_YOUR ASSIGNMENT_
For this exercise, print all of the data exactly as given.

_DATA EXTRACT_
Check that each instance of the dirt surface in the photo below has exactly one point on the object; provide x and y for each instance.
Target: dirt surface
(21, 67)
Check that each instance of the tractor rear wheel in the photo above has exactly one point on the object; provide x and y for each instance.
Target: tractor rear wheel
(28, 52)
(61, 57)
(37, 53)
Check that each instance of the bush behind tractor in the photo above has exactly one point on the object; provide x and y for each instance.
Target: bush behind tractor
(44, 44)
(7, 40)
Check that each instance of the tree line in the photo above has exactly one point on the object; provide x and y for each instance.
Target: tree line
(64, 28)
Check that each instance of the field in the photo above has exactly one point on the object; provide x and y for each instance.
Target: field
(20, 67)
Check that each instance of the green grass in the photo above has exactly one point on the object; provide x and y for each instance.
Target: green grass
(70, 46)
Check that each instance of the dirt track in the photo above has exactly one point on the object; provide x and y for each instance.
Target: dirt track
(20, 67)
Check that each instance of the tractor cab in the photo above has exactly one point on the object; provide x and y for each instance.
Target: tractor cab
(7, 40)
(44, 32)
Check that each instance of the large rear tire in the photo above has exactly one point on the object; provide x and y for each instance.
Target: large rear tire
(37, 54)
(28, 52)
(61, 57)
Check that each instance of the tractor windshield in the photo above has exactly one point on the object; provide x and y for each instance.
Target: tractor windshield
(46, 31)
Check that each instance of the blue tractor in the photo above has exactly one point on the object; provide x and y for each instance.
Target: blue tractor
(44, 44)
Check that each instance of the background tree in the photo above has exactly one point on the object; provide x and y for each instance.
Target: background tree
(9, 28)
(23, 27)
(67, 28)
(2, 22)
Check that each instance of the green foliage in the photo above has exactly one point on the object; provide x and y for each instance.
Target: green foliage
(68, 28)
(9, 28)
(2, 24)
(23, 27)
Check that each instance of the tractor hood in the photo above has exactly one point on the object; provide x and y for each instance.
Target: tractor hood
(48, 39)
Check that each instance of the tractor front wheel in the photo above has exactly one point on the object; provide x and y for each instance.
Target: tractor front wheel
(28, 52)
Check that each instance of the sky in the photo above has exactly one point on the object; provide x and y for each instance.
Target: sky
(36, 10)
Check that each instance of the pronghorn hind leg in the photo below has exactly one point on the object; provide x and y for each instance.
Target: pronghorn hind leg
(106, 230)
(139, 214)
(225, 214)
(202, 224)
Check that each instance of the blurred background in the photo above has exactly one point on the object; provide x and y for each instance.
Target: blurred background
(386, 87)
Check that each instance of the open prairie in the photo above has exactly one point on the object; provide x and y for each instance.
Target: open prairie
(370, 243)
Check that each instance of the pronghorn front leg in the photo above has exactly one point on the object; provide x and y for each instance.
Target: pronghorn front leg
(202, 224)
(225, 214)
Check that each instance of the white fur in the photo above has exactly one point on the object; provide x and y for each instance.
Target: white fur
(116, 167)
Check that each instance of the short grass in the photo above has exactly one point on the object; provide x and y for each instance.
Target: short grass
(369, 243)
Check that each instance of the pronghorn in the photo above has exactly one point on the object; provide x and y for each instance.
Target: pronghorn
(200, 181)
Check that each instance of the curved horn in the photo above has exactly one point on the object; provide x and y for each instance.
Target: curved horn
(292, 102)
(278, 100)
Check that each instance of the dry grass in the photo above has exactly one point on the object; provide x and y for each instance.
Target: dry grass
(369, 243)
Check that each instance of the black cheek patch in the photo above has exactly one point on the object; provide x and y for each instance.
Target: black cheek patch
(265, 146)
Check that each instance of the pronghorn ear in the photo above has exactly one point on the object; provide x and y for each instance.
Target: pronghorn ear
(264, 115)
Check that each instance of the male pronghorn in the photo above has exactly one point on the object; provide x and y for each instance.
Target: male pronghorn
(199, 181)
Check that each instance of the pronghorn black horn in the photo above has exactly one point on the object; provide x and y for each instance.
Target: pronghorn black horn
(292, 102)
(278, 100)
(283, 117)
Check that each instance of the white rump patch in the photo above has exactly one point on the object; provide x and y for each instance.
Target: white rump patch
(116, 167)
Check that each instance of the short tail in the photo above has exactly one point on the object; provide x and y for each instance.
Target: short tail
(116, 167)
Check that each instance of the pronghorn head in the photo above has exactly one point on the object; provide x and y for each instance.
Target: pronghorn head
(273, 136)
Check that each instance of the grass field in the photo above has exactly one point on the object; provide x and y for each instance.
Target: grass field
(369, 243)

_EXERCISE OUTPUT_
Check that each instance of the dirt surface in the photo below has exactly one point on the object; provide x and y for each instance.
Target: dirt surface
(21, 67)
Check that each instance of the tractor rear wheel in the photo above has exactly one point on the object; provide x and y for each instance.
Target: tractor rear wheel
(28, 52)
(61, 57)
(37, 53)
Check that each instance of the bush behind tractor in the photo above has exactly one point on the object; provide x and y for each instance.
Target: bush behind tractor
(44, 44)
(7, 40)
Check that each instance of the tree line in the photo above has exactly one point on the object; provide x and y for each instance.
Target: tree line
(64, 28)
Check that each instance of the field in the photo above has exactly one point on the object; provide x and y for each instance.
Target: field
(20, 67)
Check that each instance of the green grass in the photo above has exactly one point on the object; provide x and y for each instance.
Target: green grass
(70, 46)
Check that each instance of the dirt track in the photo above has exactly one point on the object; provide x and y for each instance.
Target: dirt track
(20, 67)
Check that each instance of the tractor cab in the photo above has exactly one point on the object; provide x and y for each instance.
Target: tractor cab
(7, 40)
(44, 32)
Check that each instance of the large rear tire in the photo above has exactly one point on the object; provide x and y for each instance.
Target: large rear tire
(37, 54)
(28, 52)
(61, 57)
Check that each instance of the tractor windshield in the photo above has exactly one point on the object; provide x and y for each instance.
Target: tractor windshield
(46, 31)
Check that each instance of the blue tractor in the photo above has exactly one point on the object; provide x and y for each instance.
Target: blue tractor
(44, 44)
Check that each instance of the background tree in the photo above has exactly one point on the object; provide x and y for each instance.
Target: background tree
(9, 28)
(23, 27)
(67, 28)
(2, 22)
Check that each instance of the green foliage in the photo above has exactly one point on the object; provide x and y for each instance.
Target: green foliage
(68, 28)
(9, 28)
(2, 24)
(23, 27)
Check that each instance of the tractor hood in the photo above has exactly one point on the object; provide x and y for each instance.
Target: tractor hood
(48, 39)
Check that each instance of the tractor front wheel in the photo above has exactly one point on the object; provide x and y for each instance.
Target: tractor front wheel
(28, 52)
Check that each instance of the sky in the photo above has exactly one point on the object; provide x and y for each instance.
Target: sky
(36, 10)
Check that each instance of the pronghorn hind leg in the photo below has exactly one point on the object; provide x and y for each instance.
Target: pronghorn hind leg
(106, 230)
(139, 214)
(225, 214)
(202, 224)
Check that each instance of the blurred background in the photo above has exactly one point on the object; provide x and y for each instance.
Target: blurred background
(386, 87)
Check that each instance of the open prairie in the photo above has exactly one point on the object; provide x and y for each instance.
Target: open prairie
(370, 243)
Check that each instance of the pronghorn front leg in the photo above has exactly one point on the object; provide x and y for each instance.
Target: pronghorn front leg
(202, 224)
(225, 214)
Check that each instance of the white fur in the photo above has exactly one point on the object; provide x and y for each instance.
Target: white fur
(116, 167)
Check that each instance of the short grass in the photo above has exactly one point on the object; provide x and y for each instance.
Target: short grass
(369, 243)
Check that each instance of the pronghorn in the photo above has exactly one point on the object; provide x and y for each instance.
Target: pronghorn
(200, 181)
Check that each instance of the curved horn in the photo above has exactly one point on the object; provide x and y for each instance.
Target: curved horn
(292, 102)
(278, 100)
Check that each instance of the dry grass in the photo above has exactly one point on the object; provide x and y for each instance.
Target: dry grass
(369, 243)
Check that each instance of the black cheek patch in the photo above has exactly one point on the object; provide x and y for each instance.
Target: black cheek patch
(265, 146)
Check that each instance of the pronghorn ear in the photo above has exactly one point on the object; provide x and y for each instance.
Target: pronghorn ear
(264, 115)
Check that each instance of the male pronghorn in the photo above has exactly one point on the object; provide x and y for each instance.
Target: male pronghorn
(199, 181)
Check that each instance of the pronghorn black horn in the photo above has exactly one point on the object; provide x and y for each instance.
Target: pronghorn black horn
(292, 102)
(278, 100)
(283, 117)
Check that each instance of the white rump patch in the photo above has exactly one point on the object; provide x and y for each instance.
Target: white rump patch
(116, 167)
Check that each instance of the short tail in the photo above has exactly one point on the object; provide x and y for each instance.
Target: short tail
(116, 167)
Check that each instance of the pronghorn head in the photo above has exactly one point on the object; provide x and y for each instance.
Target: pronghorn head
(273, 136)
Check that each instance of the grass field in the photo above has exactly one point on the object; provide x and y for each instance.
Target: grass field
(369, 243)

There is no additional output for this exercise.